## [WRITTEN EXERCISE]
Reproduce the lines of the records between the line holding "Where can you see the white pole" and the line holding "point(959, 21)", inclusive.

Coordinate annotation records:

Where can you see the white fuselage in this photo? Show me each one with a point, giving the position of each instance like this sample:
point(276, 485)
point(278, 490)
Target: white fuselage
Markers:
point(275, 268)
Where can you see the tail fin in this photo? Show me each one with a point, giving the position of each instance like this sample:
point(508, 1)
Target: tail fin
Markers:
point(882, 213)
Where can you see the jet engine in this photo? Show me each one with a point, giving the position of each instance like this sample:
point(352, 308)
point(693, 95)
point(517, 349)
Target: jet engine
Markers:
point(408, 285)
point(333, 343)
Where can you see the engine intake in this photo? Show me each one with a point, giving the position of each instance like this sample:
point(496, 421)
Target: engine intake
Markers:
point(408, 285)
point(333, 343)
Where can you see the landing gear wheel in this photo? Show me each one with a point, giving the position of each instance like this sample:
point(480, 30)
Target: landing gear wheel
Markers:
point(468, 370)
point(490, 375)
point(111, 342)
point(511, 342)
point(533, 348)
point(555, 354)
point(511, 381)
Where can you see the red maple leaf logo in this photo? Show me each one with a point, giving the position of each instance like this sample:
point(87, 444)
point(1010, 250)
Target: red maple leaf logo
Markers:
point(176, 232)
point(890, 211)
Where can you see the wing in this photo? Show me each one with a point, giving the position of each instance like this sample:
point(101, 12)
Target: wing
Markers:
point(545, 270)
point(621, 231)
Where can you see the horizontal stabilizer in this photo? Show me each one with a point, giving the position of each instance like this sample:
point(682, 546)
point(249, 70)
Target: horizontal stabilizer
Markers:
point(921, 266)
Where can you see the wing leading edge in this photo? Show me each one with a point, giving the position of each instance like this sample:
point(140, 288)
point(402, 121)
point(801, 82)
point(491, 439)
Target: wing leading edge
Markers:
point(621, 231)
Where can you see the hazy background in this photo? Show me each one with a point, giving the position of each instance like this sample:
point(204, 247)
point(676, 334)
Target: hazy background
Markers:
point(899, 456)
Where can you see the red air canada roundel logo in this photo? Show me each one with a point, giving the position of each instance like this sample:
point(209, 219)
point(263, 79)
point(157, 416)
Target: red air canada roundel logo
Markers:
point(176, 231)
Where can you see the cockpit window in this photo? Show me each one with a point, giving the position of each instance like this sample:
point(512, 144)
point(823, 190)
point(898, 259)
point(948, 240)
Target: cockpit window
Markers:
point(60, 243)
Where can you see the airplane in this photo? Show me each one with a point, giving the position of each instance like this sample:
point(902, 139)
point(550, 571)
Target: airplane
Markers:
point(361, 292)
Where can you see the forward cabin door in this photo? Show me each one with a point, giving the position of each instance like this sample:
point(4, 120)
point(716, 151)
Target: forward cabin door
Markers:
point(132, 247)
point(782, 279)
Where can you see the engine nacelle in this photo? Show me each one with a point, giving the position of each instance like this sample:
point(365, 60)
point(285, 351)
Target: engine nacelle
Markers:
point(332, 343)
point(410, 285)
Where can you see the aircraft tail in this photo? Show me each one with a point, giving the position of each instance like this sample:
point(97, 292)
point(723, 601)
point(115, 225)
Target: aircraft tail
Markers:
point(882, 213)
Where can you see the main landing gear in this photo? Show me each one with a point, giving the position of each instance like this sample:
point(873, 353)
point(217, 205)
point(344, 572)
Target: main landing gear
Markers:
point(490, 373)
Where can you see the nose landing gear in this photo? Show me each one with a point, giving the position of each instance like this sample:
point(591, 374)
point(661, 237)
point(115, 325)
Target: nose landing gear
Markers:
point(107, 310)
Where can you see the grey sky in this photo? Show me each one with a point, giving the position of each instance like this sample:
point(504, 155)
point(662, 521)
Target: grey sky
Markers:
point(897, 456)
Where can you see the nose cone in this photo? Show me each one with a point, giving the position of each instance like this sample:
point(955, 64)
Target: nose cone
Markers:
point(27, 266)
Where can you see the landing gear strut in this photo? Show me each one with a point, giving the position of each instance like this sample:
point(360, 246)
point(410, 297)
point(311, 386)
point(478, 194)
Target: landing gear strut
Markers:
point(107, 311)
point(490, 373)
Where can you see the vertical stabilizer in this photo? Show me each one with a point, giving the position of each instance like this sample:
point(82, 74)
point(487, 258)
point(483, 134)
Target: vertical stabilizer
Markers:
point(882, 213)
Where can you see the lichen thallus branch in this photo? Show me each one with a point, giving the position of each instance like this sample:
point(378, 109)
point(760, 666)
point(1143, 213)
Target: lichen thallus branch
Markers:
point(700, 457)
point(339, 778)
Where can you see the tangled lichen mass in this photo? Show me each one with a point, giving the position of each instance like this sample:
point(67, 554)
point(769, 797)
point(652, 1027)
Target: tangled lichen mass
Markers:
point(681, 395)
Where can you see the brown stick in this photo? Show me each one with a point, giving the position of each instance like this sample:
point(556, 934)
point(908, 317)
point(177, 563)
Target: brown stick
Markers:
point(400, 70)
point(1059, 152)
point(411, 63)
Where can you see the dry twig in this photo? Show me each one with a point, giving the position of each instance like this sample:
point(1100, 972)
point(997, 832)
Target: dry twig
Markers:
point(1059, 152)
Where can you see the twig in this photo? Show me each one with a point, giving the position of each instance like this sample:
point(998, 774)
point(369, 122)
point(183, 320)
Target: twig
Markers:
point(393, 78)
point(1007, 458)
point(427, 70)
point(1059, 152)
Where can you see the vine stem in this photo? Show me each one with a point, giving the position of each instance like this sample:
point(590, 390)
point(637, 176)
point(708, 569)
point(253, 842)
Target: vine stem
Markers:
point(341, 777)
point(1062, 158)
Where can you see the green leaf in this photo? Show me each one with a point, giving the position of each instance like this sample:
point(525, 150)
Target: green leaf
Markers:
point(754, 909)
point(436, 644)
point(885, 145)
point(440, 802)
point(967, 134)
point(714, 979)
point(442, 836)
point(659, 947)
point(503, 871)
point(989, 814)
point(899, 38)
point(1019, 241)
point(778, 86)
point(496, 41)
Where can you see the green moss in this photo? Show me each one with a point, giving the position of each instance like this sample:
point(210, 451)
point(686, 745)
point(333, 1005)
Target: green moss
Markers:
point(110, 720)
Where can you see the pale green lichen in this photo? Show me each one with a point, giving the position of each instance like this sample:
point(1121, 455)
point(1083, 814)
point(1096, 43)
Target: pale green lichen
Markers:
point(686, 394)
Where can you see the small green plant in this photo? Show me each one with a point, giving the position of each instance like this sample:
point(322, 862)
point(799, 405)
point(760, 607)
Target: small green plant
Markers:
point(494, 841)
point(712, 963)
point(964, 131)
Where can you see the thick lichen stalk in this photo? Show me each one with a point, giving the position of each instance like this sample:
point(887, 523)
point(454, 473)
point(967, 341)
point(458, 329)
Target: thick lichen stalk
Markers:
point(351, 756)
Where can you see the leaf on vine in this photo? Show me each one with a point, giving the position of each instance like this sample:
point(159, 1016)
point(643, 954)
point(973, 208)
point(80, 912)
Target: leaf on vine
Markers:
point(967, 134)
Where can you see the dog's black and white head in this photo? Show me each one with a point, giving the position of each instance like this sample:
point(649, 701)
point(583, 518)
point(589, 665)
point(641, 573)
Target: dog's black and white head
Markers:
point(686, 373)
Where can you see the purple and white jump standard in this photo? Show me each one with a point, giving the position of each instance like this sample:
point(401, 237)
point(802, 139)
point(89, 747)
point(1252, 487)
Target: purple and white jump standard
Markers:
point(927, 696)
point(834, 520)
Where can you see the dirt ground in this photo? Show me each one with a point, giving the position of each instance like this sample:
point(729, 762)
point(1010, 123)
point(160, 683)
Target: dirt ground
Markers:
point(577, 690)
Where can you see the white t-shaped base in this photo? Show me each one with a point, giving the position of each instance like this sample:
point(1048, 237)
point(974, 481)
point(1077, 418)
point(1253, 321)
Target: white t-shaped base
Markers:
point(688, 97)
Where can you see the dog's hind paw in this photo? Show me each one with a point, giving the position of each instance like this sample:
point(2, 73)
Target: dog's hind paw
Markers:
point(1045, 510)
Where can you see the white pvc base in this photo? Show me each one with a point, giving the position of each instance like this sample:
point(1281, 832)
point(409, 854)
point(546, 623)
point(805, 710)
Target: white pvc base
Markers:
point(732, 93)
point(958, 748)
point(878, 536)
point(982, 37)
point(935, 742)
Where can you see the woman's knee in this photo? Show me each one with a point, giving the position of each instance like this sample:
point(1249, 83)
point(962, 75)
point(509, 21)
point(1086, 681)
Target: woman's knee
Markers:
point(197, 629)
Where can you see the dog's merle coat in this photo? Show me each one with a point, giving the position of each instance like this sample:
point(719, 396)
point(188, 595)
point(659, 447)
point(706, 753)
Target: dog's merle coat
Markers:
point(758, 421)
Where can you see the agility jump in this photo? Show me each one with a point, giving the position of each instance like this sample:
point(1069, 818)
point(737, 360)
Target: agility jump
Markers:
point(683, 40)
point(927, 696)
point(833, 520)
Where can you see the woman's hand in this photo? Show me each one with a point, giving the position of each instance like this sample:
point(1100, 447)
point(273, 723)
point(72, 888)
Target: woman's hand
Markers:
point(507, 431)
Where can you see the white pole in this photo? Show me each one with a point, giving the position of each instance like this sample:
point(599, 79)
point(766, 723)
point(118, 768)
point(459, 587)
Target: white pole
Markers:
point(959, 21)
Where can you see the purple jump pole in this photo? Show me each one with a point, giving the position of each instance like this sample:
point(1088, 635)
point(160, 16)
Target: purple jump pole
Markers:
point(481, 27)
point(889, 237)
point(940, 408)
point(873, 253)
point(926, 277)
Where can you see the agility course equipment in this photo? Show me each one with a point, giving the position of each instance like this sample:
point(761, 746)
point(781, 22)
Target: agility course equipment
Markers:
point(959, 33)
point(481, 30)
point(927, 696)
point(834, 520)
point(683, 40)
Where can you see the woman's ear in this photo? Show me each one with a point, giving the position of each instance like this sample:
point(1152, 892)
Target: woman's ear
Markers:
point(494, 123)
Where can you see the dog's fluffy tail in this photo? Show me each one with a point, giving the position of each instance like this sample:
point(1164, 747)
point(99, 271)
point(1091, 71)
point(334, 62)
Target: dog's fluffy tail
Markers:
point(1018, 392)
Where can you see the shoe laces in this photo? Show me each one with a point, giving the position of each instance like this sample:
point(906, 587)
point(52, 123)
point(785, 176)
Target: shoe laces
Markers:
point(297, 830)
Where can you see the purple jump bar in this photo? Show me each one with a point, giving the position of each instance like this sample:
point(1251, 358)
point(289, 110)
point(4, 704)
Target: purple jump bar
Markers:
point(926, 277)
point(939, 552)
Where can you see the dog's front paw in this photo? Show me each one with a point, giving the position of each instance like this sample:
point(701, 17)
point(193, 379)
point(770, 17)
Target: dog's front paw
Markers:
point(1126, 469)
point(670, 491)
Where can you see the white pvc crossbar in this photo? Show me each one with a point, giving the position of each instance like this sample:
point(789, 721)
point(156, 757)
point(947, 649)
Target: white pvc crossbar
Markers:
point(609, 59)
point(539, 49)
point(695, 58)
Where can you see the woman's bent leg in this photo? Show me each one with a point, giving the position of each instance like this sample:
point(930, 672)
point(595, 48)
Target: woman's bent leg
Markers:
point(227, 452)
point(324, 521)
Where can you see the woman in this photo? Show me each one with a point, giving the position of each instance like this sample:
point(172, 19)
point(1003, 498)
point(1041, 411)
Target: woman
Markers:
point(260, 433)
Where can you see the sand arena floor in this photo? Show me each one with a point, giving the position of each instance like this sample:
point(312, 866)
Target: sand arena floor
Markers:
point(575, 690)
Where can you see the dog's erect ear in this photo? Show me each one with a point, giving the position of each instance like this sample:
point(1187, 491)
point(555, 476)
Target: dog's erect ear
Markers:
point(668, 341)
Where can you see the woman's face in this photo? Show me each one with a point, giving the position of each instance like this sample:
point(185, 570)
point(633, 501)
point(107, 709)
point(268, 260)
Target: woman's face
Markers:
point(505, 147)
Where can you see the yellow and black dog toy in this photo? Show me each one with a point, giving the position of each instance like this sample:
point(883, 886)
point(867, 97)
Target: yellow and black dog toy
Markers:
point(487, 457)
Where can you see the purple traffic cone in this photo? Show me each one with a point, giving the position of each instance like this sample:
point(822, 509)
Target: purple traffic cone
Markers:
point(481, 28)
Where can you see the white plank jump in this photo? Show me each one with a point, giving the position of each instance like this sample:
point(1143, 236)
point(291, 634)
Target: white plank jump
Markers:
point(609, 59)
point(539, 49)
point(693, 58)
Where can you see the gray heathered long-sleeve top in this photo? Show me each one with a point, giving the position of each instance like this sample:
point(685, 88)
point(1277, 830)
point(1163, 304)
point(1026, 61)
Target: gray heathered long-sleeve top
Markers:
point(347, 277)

## [REPLY TO THE TASK]
Where can you see the white pole in this photo? Show me each one with a point, giving the position of each instance like this sample:
point(599, 79)
point(766, 723)
point(118, 768)
point(459, 587)
Target: white pole
Markers:
point(959, 21)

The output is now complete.